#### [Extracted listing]
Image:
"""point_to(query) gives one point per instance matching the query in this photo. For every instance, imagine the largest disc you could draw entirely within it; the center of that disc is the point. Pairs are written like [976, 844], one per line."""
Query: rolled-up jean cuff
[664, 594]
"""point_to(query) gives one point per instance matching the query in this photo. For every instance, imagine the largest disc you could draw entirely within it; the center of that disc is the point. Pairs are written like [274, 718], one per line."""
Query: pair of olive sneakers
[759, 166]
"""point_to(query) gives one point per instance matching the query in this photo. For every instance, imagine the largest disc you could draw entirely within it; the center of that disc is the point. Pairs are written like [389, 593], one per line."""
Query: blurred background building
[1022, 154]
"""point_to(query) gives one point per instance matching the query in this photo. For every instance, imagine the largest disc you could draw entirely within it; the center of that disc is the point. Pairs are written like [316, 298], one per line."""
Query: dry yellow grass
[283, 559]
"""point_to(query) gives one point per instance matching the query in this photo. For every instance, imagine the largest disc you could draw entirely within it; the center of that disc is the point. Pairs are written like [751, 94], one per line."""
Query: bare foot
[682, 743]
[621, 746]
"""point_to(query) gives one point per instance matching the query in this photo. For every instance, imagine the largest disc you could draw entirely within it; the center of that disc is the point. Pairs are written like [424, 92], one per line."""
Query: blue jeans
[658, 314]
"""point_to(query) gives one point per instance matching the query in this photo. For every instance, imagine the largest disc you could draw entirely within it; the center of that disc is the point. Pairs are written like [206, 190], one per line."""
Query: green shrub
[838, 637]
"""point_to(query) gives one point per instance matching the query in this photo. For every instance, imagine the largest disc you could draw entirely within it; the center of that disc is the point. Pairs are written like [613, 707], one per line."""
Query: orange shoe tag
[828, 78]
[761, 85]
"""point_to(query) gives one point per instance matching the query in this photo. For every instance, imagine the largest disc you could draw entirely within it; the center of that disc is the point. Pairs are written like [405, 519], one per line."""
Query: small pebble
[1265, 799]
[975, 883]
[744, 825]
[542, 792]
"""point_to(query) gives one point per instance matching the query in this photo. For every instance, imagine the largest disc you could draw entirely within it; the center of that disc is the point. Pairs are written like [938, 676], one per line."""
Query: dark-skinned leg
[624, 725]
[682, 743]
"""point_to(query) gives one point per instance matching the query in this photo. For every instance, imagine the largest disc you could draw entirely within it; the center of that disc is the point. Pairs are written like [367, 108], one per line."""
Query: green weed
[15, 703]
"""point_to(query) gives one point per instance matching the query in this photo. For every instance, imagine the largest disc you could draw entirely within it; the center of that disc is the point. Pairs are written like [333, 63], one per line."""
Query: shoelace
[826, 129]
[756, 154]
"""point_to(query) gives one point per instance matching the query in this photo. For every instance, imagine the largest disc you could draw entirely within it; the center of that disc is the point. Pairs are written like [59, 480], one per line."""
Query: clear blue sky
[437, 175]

#### [THE TASK]
Copy every line of the listing above without changing anything.

#### [ANSWER TO THE TASK]
Image:
"""point_to(query) gives one point per instance matching the query in this photo. For every instance, imagine the largest disc you could draw entirely within it; the center of that disc is the point. Pairs are written like [976, 844], one per line."""
Query: rolled-up jean cuff
[664, 594]
"""point_to(query) gives one point per instance matching the query in this photo. For every instance, imagine the largest disc you could draw entirely within it; the center of that disc is the point. Pairs are written like [274, 718], one per line."""
Query: pair of olive sneakers
[759, 166]
"""point_to(query) gives one point per instance matching the query in this photo. For every instance, imagine the largest disc you could draw entirely within it; the center of that disc is the point. Pairs are written like [389, 593], one per line."""
Query: blurred background building
[1022, 154]
"""point_to(query) gives one point per instance matching the query in this photo. For every instance, imagine the largest disc you could draw entirely within it; the center of that disc is the point. Pairs are written like [316, 298], one per line."""
Query: dry yellow grass
[283, 559]
"""point_to(query) gives one point per instance matching the query in this photo. For every instance, imagine the largest disc you could draw entirely within it; the center of that disc is the point. Pairs are written like [751, 94], one per line."""
Query: bare foot
[682, 743]
[621, 746]
"""point_to(query) gives one point per instance matching the query in this photo. For every instance, imagine the largest disc you could draw entirely within it; the center of that disc is the point. Pairs are written like [424, 92], one per line."""
Query: blue jeans
[658, 314]
"""point_to(query) gives one point per instance matching the query in this photo. For every instance, imagine the largest disc you could draw entirely within it; the center of that disc is the point. Pairs are written like [206, 190], one per line."""
Query: green shrub
[838, 637]
"""point_to(query) gives one point per instance matching the query in this photo. For every instance, imagine the largest disc you could draw entirely within it; the center of that disc is the point. Pairs are written like [613, 707], one per line."""
Query: orange shoe tag
[828, 78]
[761, 85]
"""point_to(query) gives one point per instance matching the query in this photo. For every instance, imagine the largest disc you could draw entirely within it; the center of that disc is the point. Pairs are written like [405, 519], one per line."""
Query: small pebble
[1265, 799]
[975, 883]
[744, 825]
[542, 792]
"""point_to(query) gives one point per instance matching the query in this photo. For every instance, imagine the largest disc you could draw entirely within it; the center of that disc is the point. Pairs are written like [938, 676], one per line."""
Query: dark-skinned leg
[624, 725]
[682, 743]
"""point_to(query) gives one point per instance matching the query in this photo. For every instance, imagine the largest disc you could draw entirely within it; the center of that disc is the point. Pairs are written like [367, 108], one per line."""
Query: green weed
[15, 703]
"""point_to(query) gives one point per instance matching the query in this photo. For every instance, imagine the largest disc you could draw entirely within it; the center of that disc is the point. Pairs are written like [333, 63], one per line."""
Query: shoelace
[826, 129]
[756, 154]
"""point_to(query) gives one point per instance matching the query in this photo. For every instance, imagine the largest disc you could draw entirely within it; the center of that disc is the point. Pairs are written like [59, 480], one per line."""
Query: clear blue sky
[437, 175]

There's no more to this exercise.